## TEXTO DE LEITURA
::::

THE NEW YORK TIMES - LIFE/STYLE - Crescendo como coreano-americano em uma cidade branca perolada no sopé das Montanhas Rochosas, muitas vezes eu quis sair da minha própria pele.
“Onde você nasceu?” meus colegas perguntavam. “De onde você é?”
“Idaho”, eu insistia com os dentes cerrados.
Era nessas horas que eu queria uma segunda pele que pudesse trocar pela minha.
Como outras pessoas queer não brancas, comecei a enfrentar o fardo duplo da queerfobia e do racismo desde cedo. No ensino fundamental, eu me perguntava: como é o amor para alguém como eu, certamente o único gay asiático da cidade?
Na sétima série, depois de mais uma noite sem dormir, achei que seria melhor morrer. Enxugando as lágrimas, olhei para o céu e rezei: “Faça-me hétero ou branco. Escolha um”.

::::

## LISTAGEM

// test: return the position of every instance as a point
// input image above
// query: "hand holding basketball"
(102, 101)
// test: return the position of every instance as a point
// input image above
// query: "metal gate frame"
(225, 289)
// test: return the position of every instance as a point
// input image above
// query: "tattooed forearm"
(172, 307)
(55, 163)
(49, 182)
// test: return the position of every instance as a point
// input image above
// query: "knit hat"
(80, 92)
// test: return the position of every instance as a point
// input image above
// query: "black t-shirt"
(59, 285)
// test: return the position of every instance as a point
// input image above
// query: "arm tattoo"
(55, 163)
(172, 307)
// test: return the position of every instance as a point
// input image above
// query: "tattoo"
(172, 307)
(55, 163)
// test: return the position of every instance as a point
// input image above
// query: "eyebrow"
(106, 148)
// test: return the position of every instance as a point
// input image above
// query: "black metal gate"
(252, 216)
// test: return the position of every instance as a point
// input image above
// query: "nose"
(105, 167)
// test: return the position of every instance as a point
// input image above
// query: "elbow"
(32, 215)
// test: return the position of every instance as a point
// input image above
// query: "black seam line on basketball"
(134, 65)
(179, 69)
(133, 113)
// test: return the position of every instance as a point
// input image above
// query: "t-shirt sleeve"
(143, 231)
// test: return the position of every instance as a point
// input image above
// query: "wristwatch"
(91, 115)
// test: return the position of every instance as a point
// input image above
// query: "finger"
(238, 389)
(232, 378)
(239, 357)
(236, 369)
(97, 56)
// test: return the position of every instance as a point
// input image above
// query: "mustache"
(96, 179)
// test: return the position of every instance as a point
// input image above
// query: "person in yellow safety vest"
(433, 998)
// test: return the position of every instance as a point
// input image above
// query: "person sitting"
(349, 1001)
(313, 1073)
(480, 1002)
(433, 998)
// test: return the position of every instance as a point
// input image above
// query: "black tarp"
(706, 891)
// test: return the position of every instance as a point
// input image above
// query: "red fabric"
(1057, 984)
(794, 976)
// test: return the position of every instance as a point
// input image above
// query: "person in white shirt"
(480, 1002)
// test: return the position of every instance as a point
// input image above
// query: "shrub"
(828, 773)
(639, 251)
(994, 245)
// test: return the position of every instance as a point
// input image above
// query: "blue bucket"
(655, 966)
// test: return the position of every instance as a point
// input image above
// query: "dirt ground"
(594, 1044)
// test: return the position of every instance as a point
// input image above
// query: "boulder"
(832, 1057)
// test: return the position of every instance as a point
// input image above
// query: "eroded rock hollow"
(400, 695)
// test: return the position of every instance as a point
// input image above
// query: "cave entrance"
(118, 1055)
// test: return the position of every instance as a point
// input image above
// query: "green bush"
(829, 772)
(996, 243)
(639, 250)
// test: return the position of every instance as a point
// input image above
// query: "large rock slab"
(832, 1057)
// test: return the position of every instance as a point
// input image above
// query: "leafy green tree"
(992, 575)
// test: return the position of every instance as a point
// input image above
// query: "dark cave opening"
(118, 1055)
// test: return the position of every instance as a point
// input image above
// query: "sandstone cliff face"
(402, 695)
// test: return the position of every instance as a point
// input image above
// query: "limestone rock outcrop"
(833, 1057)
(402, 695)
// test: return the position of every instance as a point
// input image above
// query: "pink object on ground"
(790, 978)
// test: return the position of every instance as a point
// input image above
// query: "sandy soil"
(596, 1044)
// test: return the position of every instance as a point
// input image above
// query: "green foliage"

::::

## SOBRE A TAREFA
Digite novamente, sem nenhuma alteração, o texto inteiro acima sobre crescer como coreano-americano em Idaho.

## RESPOSTA ESCRITA
THE NEW YORK TIMES - LIFE/STYLE - Crescendo como coreano-americano em uma cidade branca perolada no sopé das Montanhas Rochosas, muitas vezes eu quis sair da minha própria pele.
“Onde você nasceu?” meus colegas perguntavam. “De onde você é?”
“Idaho”, eu insistia com os dentes cerrados.
Era nessas horas que eu queria uma segunda pele que pudesse trocar pela minha.
Como outras pessoas queer não brancas, comecei a enfrentar o fardo duplo da queerfobia e do racismo desde cedo. No ensino fundamental, eu me perguntava: como é o amor para alguém como eu, certamente o único gay asiático da cidade?
Na sétima série, depois de mais uma noite sem dormir, achei que seria melhor morrer. Enxugando as lágrimas, olhei para o céu e rezei: “Faça-me hétero ou branco. Escolha um”.